**Document extract**
--- START ---
Mythopoetic knowing

How do I come to know anything? How do I know that what I think I have come to know has any kind of validity or usefulness? Are ‘usefulness’ and ‘validity’ two quite distinct things?
These seem, suddenly, quite pressing questions. My workplace is moving towards a more collaborative approach to research. I’ve already begun work in a small research collective, and the signs are that I’ll soon be working in a much bigger one. The bigger collective will be working on projects of ‘national and international significance’. I know that I’ve been moving, in recent years, to a more consciously articulated ‘way of knowing’, which I’ve been calling here (following Macdonald) mythopoetics. In my bigger research team, I’ll need to be able to speak about what I think I can offer, as (for example) a research team investigates something like the connection between a nation’s desire to raise standards of professionalism and the introduction of accountability measures.
What contribution might mythopoetics make?
If I try to imagine a research team working on such a project, it’s easy to see how more traditional researchers might employ their methodologies to help come up with knowledge that is both useful and valid.
The statistician would look (as the visiting scholar did) at a wide range of national and international data to tell us something about student achievement, levels of teacher education, professional development trends, accountability measures and so on. The emphasis would be on the longitudinal and the big picture.
The sociologists and the critical theorists would contribute knowledge about societal dynamics and differences, and about the nature of the discourses operating (and their tensions), and about power differentials; we’d end up knowing more about the worlds in which policy makers, administrators and practitioners talk and think about their work, and about societal pressures that shaped certain decisions and outcomes.
What would mythopoetics contribute? As a mythopoetic scholar, what might I come to know about professionalism and accountability? How could I be confident that what I might know could be either valid or useful?
The mythopoetic approach seems to sit on very shaky ground. It rests on the belief that the unconscious is real, that it knows things, and that there are ways to access that knowledge. A mythopoetic methodology, then, is a communication between the conscious and the unconscious mind. Its methods are intuition and the imagination. It is, as Margaret Somerville has called it, a methodology of emergence. It involves patiently sitting with a question or an issue and allowing meaning to surface, then wrestling with what emerges in order to put it through some kind of refiner’s fire to test its validity and usefulness.
--- END ---
**Work request 1**
Reproduce from the passage on mythopoetic knowing the part that opens with the words containing "What would mythopoetics" and closes with "valid or useful?".
**Work request 2**
Answer these questions from the passage on mythopoetic knowing:
(a) Whom does the writer follow in calling this way of knowing mythopoetics?
(b) What would the statistician's emphasis be?
(c) Who is said to have called the mythopoetic approach a methodology of emergence?
**Work request 3**
Render the sentence "Its methods are intuition and the imagination." from the passage on mythopoetic knowing into French.
Rely solely on the passage on mythopoetic knowing.

Data for grounding referring expressions
--- START ---
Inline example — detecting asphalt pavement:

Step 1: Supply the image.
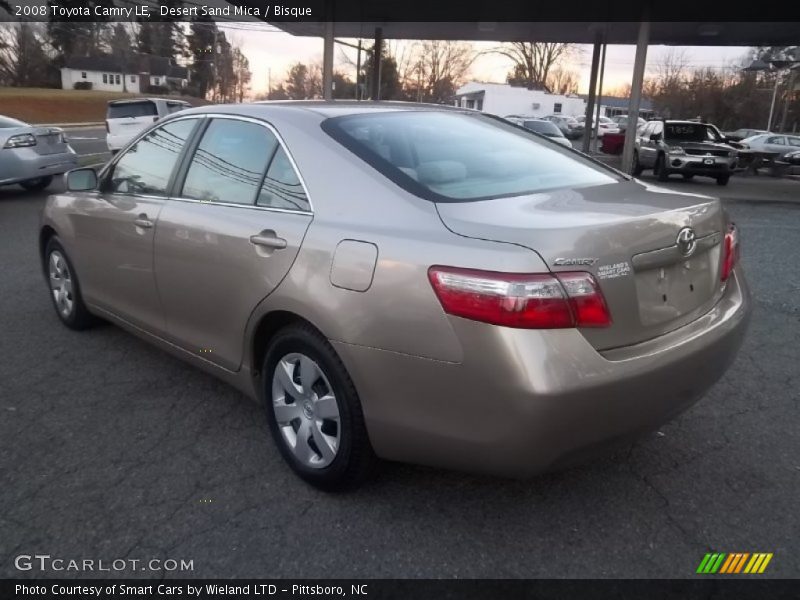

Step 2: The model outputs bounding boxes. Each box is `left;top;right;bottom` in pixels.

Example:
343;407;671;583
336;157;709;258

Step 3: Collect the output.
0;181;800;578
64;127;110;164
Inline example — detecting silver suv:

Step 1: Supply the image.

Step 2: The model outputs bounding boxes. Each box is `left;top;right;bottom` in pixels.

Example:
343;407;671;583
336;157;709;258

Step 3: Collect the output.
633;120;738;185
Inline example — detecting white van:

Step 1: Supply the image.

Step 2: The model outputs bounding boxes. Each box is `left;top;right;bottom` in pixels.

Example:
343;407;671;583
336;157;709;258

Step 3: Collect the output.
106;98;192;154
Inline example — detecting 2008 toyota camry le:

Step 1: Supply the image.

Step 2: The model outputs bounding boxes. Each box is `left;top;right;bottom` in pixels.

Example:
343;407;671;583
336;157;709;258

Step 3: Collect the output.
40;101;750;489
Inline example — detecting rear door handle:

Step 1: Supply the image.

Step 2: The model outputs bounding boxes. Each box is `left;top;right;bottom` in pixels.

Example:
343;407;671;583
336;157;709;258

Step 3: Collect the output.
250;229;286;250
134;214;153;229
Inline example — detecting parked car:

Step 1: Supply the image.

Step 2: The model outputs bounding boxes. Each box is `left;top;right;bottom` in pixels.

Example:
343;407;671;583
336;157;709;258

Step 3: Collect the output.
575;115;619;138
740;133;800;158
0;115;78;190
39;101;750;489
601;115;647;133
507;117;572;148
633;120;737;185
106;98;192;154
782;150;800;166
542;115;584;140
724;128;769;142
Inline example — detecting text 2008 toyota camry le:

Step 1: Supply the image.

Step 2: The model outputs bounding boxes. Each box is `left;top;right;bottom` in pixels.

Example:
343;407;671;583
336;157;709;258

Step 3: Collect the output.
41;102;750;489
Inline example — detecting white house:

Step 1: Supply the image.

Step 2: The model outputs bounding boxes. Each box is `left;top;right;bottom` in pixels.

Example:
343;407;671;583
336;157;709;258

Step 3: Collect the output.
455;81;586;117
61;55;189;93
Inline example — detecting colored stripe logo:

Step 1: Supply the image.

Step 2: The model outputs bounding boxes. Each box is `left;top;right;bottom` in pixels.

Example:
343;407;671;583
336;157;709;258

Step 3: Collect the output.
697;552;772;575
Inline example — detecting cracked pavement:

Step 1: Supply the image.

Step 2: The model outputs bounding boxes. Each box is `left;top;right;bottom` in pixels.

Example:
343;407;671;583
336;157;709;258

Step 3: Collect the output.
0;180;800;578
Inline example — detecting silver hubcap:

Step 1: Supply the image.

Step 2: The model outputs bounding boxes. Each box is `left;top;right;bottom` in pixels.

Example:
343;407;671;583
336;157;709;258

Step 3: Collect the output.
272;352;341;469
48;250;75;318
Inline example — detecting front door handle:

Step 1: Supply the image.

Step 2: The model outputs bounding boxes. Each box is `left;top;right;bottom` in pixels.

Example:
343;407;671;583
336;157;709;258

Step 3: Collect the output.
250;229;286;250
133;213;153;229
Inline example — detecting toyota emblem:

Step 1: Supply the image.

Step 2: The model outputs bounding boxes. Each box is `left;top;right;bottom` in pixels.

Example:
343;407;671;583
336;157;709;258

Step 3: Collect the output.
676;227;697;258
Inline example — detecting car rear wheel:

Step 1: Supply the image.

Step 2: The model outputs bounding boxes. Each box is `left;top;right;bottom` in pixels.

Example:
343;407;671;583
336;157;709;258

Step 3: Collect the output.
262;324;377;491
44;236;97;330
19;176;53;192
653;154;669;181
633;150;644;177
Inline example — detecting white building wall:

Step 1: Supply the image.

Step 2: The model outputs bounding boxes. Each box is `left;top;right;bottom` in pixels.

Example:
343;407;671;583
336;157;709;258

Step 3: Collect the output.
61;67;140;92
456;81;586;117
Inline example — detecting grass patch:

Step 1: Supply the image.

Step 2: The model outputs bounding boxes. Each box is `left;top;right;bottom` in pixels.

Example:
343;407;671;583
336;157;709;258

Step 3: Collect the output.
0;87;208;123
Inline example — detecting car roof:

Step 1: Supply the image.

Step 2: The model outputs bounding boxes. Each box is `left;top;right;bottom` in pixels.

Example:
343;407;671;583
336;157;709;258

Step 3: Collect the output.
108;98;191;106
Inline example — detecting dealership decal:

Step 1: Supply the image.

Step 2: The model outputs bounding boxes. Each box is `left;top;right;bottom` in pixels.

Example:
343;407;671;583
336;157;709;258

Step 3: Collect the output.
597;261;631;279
--- END ---
**Response 1**
What would mythopoetics contribute? As a mythopoetic scholar, what might I come to know about professionalism and accountability? How could I be confident that what I might know could be either valid or useful?

**Response 2**
(a) Macdonald
(b) The longitudinal and the big picture
(c) Margaret Somerville

**Response 3**
Ses méthodes sont l'intuition et l'imagination.